Records drawn from a dataset:
= = =
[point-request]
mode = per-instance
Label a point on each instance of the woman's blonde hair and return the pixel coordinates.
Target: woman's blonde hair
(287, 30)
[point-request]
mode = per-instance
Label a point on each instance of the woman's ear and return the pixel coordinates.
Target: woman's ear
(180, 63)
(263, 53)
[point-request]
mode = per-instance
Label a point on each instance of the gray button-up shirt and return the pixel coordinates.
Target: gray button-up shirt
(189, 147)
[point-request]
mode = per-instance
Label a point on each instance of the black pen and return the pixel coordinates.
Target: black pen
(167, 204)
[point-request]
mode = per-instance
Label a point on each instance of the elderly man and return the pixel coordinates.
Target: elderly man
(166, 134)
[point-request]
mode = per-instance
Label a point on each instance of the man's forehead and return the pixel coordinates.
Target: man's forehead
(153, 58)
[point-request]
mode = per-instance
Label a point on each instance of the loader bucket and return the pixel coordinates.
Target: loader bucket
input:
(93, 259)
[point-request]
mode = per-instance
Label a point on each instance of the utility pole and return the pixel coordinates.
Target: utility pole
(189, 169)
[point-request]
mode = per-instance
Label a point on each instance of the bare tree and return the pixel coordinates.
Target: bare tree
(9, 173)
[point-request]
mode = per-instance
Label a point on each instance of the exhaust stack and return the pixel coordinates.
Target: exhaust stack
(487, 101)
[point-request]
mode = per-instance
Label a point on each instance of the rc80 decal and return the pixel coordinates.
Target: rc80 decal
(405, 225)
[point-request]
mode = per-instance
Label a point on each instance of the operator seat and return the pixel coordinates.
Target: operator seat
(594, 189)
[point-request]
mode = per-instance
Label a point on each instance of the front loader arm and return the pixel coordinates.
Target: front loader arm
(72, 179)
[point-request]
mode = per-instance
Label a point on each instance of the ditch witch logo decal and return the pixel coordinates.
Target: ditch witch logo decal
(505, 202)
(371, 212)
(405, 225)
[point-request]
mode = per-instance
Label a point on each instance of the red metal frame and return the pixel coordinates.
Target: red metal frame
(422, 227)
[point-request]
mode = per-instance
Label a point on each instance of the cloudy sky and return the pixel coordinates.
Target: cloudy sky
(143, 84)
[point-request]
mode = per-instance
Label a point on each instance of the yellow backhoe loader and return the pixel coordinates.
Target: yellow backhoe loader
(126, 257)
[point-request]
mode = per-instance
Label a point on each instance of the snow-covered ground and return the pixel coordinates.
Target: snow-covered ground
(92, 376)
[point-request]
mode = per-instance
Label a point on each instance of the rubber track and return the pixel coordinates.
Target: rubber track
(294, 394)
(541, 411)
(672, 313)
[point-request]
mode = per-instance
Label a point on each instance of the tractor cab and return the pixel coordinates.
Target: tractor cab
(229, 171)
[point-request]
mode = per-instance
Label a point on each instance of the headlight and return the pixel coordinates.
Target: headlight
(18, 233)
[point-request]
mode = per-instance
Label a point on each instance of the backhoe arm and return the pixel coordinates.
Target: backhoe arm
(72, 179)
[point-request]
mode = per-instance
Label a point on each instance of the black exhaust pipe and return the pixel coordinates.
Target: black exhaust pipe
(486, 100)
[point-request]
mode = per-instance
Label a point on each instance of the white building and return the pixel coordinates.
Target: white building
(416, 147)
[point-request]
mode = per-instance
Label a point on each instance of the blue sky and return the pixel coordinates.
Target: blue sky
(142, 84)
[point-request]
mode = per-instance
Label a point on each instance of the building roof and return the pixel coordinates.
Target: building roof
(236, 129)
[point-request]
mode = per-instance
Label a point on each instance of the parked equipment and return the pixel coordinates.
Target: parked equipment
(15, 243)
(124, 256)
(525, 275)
= = =
**Brief:** Lines from the entries that contain the word "bucket" are what the answer must hold.

**Answer space:**
Label a point on each instance of the loader bucket and return the pixel coordinates.
Target: loader bucket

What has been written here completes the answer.